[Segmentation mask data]
Start of Block

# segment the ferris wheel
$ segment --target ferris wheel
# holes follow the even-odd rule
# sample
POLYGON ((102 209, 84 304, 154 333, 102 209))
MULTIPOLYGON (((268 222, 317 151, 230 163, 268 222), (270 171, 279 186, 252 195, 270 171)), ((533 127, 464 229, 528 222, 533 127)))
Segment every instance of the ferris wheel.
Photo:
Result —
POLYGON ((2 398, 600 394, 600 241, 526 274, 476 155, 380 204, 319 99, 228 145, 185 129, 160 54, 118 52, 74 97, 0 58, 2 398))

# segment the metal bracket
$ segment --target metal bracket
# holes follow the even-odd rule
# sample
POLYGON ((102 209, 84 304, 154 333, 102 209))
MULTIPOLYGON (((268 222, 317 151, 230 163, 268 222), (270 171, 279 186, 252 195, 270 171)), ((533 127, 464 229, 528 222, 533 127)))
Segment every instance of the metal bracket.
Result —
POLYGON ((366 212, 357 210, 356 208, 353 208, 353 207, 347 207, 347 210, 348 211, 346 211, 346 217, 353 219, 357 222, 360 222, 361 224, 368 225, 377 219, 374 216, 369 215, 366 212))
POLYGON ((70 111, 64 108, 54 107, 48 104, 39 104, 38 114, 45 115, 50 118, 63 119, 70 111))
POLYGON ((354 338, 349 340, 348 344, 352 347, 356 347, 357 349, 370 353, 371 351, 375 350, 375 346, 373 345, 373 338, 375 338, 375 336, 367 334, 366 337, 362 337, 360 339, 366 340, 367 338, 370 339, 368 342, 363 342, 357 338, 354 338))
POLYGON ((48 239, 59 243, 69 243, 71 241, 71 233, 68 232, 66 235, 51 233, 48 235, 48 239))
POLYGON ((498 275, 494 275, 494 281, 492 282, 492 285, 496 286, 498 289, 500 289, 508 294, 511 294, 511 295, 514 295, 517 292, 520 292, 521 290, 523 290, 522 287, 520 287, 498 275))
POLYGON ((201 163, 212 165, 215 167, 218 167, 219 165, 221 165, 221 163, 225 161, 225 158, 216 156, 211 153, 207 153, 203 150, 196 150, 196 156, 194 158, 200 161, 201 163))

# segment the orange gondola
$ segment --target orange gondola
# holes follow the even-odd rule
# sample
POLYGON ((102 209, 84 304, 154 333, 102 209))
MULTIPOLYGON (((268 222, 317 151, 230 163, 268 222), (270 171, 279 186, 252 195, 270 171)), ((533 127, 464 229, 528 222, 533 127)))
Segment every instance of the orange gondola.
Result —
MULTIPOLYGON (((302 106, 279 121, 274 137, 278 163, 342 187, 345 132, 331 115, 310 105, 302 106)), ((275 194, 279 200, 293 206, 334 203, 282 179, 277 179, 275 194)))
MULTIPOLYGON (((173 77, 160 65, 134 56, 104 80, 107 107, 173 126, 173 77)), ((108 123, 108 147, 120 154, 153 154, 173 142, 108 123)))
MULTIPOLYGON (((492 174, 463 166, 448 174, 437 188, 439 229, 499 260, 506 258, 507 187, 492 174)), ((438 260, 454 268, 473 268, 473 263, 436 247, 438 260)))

End of Block

Beginning with the line that contains "# segment the orange gondola", set down every line through the end of the data without change.

SOLUTION FOR THIS PROBLEM.
# segment the orange gondola
$ segment --target orange gondola
# holes follow the even-odd rule
# sample
POLYGON ((102 209, 84 304, 154 333, 102 209))
MULTIPOLYGON (((268 222, 317 151, 230 163, 268 222), (270 171, 279 186, 252 195, 270 171)), ((533 127, 464 229, 528 222, 533 127)))
Segment every instance of the orange gondola.
Result —
MULTIPOLYGON (((302 106, 279 121, 274 137, 278 163, 342 187, 345 132, 331 115, 310 105, 302 106)), ((275 194, 279 200, 293 206, 334 203, 282 179, 277 179, 275 194)))
MULTIPOLYGON (((173 77, 160 65, 134 56, 104 80, 107 107, 173 126, 173 77)), ((108 123, 108 147, 120 154, 153 154, 173 142, 108 123)))
MULTIPOLYGON (((492 174, 463 166, 448 174, 437 188, 439 229, 499 260, 506 258, 507 187, 492 174)), ((438 260, 454 268, 473 268, 473 263, 436 247, 438 260)))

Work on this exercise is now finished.